**OBJECTIVE**
Can you copy the data below word for word, starting with the line that contains "Exercise. Tag the white wall" and going on through the line that contains "x=607, y=477"? Include both of those lines and nothing else.

**EXERCISE INPUTS**

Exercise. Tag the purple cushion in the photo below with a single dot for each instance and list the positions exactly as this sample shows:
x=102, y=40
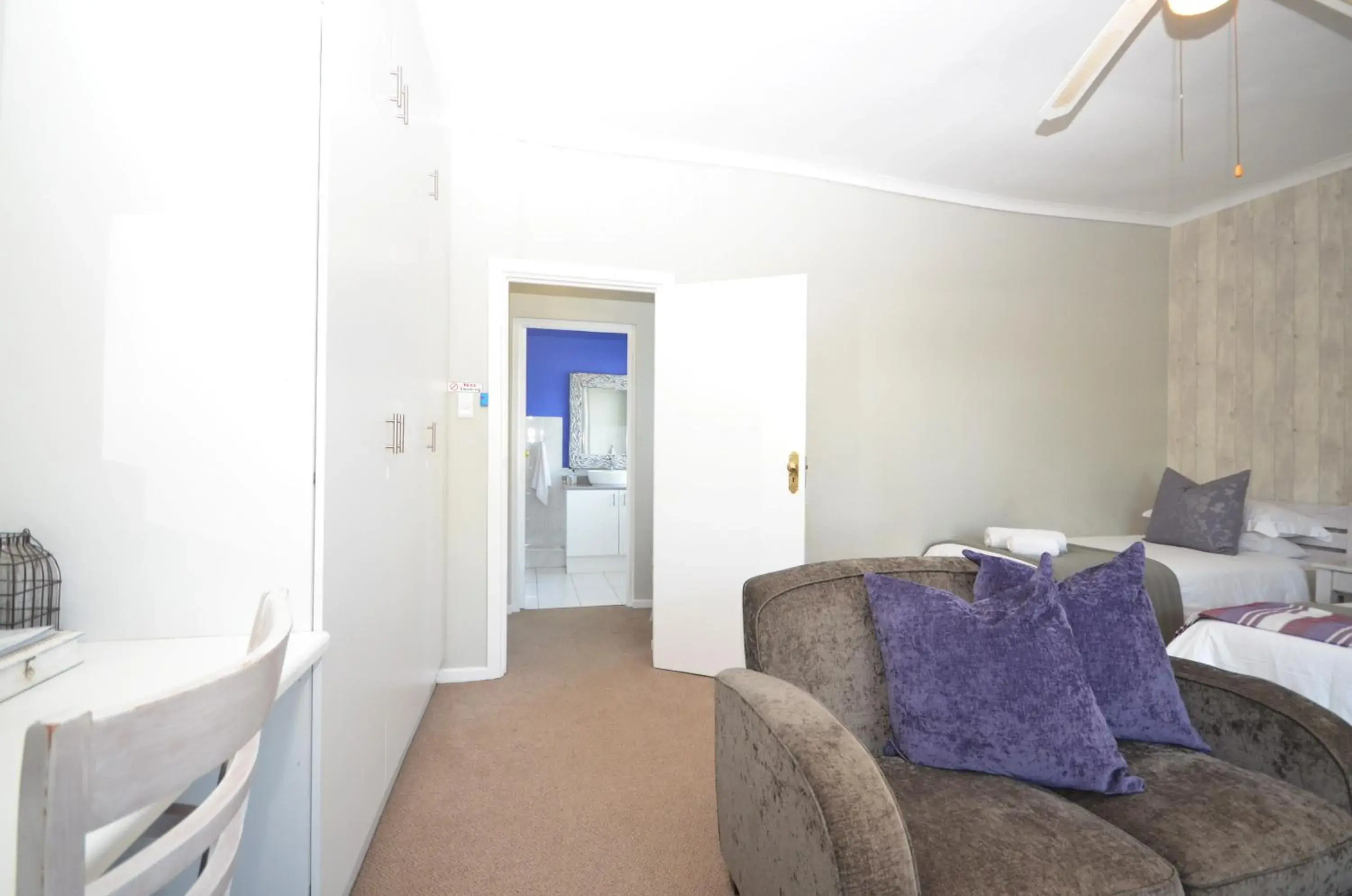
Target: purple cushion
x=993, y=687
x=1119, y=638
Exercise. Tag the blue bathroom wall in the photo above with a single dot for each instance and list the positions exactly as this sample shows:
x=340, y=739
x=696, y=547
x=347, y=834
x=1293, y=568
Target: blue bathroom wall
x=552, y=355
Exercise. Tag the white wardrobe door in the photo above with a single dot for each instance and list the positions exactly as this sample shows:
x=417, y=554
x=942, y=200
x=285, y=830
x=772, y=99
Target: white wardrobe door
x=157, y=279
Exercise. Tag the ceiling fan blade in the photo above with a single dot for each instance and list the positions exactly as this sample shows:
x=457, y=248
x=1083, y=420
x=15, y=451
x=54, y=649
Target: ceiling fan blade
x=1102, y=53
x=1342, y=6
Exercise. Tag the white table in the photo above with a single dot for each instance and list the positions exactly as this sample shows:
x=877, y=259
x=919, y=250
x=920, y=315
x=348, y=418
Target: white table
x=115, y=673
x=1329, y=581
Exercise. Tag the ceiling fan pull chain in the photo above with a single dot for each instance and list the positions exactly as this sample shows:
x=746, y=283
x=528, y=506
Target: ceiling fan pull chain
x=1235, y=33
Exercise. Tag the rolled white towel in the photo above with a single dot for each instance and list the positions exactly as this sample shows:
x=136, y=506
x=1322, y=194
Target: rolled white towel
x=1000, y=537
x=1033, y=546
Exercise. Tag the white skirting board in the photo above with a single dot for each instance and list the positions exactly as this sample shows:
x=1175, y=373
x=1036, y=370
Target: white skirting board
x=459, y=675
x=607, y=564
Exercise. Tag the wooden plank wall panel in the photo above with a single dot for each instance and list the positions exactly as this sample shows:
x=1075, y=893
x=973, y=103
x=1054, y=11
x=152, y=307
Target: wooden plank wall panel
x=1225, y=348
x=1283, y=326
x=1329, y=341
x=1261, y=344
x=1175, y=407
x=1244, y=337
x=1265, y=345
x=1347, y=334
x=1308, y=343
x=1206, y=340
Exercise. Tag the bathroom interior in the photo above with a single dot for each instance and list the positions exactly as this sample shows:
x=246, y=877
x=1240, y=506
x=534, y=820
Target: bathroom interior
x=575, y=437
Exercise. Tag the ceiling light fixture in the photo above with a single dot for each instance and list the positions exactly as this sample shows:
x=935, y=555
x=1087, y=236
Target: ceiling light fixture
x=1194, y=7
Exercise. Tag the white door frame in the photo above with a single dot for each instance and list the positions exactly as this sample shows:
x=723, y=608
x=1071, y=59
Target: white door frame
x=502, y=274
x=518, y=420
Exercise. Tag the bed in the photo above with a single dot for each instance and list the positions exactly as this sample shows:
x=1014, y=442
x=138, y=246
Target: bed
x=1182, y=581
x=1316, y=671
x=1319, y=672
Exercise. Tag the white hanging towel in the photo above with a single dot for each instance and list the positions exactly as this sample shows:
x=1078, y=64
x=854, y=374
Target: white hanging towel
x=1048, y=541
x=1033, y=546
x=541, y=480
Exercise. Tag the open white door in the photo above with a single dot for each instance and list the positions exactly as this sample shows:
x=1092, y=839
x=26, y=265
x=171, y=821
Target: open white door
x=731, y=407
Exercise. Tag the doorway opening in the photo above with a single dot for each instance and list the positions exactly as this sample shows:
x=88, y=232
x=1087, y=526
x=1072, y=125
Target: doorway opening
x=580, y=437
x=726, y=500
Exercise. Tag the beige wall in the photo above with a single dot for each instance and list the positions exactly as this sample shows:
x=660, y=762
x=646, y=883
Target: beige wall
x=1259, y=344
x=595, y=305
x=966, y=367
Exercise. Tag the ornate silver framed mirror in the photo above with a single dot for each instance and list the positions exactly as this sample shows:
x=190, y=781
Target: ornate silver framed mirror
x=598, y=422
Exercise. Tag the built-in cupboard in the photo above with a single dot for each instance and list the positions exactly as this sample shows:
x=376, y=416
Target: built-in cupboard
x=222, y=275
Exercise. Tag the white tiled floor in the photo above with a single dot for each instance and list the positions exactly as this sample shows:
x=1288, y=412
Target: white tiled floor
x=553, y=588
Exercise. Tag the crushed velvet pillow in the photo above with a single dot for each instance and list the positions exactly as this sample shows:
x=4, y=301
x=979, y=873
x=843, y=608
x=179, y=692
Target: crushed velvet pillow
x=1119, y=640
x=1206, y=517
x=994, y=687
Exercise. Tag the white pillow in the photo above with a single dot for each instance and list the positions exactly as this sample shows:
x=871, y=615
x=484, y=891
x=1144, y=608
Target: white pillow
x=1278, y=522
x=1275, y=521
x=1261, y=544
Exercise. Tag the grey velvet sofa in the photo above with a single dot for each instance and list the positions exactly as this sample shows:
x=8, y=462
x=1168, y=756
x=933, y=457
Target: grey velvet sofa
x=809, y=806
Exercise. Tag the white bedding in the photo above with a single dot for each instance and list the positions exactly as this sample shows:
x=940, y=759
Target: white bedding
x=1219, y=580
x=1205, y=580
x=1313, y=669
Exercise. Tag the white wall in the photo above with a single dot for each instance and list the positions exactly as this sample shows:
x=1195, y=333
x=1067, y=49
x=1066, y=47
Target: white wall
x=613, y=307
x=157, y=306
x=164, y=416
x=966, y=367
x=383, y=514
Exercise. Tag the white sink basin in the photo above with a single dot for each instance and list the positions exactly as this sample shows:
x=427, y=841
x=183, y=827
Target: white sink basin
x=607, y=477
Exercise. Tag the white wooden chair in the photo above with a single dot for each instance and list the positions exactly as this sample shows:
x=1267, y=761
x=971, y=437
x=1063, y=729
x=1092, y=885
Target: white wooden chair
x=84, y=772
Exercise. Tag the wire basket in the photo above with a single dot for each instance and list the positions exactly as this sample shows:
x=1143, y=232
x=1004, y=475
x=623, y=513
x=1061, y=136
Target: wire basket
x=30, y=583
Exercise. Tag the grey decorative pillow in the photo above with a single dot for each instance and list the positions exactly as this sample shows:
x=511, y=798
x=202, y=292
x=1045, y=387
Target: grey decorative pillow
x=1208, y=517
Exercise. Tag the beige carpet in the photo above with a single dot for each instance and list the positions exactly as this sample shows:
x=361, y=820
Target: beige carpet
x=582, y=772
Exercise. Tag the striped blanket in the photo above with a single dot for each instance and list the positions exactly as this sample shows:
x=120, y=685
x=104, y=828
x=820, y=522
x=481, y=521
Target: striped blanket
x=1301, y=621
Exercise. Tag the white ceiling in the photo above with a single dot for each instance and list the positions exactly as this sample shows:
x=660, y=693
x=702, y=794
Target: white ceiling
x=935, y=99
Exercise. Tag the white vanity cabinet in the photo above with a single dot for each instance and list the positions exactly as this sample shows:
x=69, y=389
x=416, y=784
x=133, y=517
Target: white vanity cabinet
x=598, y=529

**EXPECTED OUTPUT**
Exercise. Tag the white wall in the photo above with a single dot for each instance and list the positions exactly as this sample shows:
x=1195, y=333
x=1067, y=49
x=1066, y=47
Target: white wall
x=613, y=307
x=157, y=306
x=164, y=416
x=966, y=367
x=383, y=514
Exercise. Tag the white sink basin in the photo above with a single dot for each instance and list the positions exactly as this sample shows:
x=427, y=841
x=183, y=827
Target: white sink basin
x=607, y=477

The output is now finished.